■ Try it
Your job with the data below is to output exactly the lines from the one holding "One marker per instance of the red" down to the one holding "One marker per instance of the striped", both included, and no others.

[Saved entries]
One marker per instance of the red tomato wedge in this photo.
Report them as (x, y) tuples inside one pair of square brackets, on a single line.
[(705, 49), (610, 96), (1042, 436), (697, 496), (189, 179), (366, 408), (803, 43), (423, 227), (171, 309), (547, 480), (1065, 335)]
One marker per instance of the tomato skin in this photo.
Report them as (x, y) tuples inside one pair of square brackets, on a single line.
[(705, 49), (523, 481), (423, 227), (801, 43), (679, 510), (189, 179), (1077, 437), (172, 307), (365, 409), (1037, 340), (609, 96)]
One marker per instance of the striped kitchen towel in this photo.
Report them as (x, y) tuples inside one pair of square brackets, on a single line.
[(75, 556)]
---
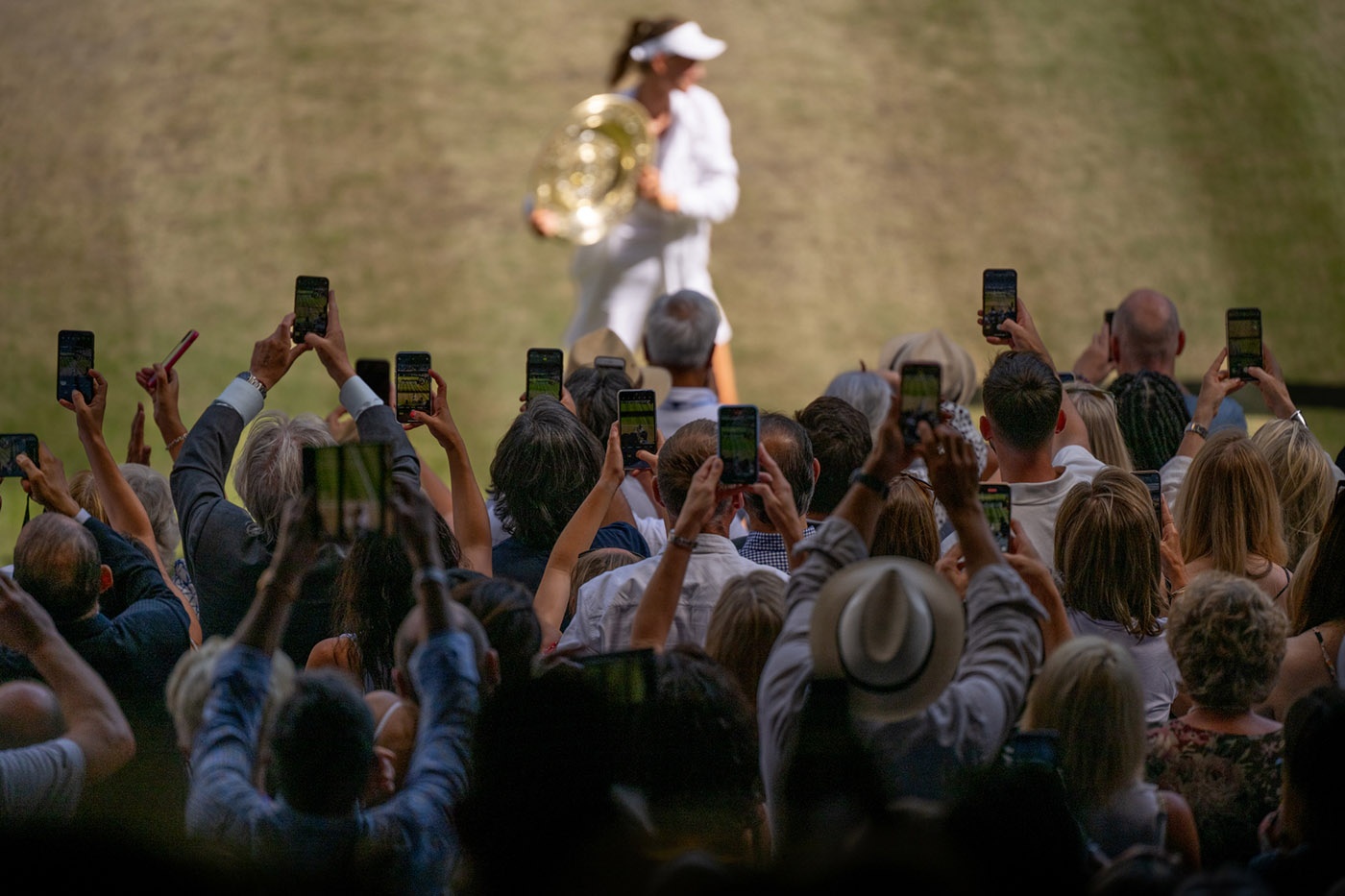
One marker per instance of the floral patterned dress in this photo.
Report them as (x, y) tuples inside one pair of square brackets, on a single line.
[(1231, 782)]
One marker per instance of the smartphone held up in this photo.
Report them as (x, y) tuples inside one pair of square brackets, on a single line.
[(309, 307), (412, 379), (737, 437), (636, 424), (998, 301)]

■ Task response
One marker per instance of the red tomato wedge in this photo.
Report them as (x, y) tuples inside one pair of square brackets, on a single line.
[(705, 49), (610, 96), (1042, 436), (697, 496), (189, 179), (366, 408), (803, 43), (423, 227), (171, 309), (547, 480), (1065, 335)]
One marker per instance of the tomato skin in this photo.
Report them as (x, y) tuples inside one pair of square brackets, on a single line.
[(705, 49), (523, 481), (423, 227), (801, 43), (679, 510), (189, 179), (1077, 437), (172, 307), (365, 409), (1037, 340), (609, 96)]
One marker per instance of the striped kitchen towel in this photo.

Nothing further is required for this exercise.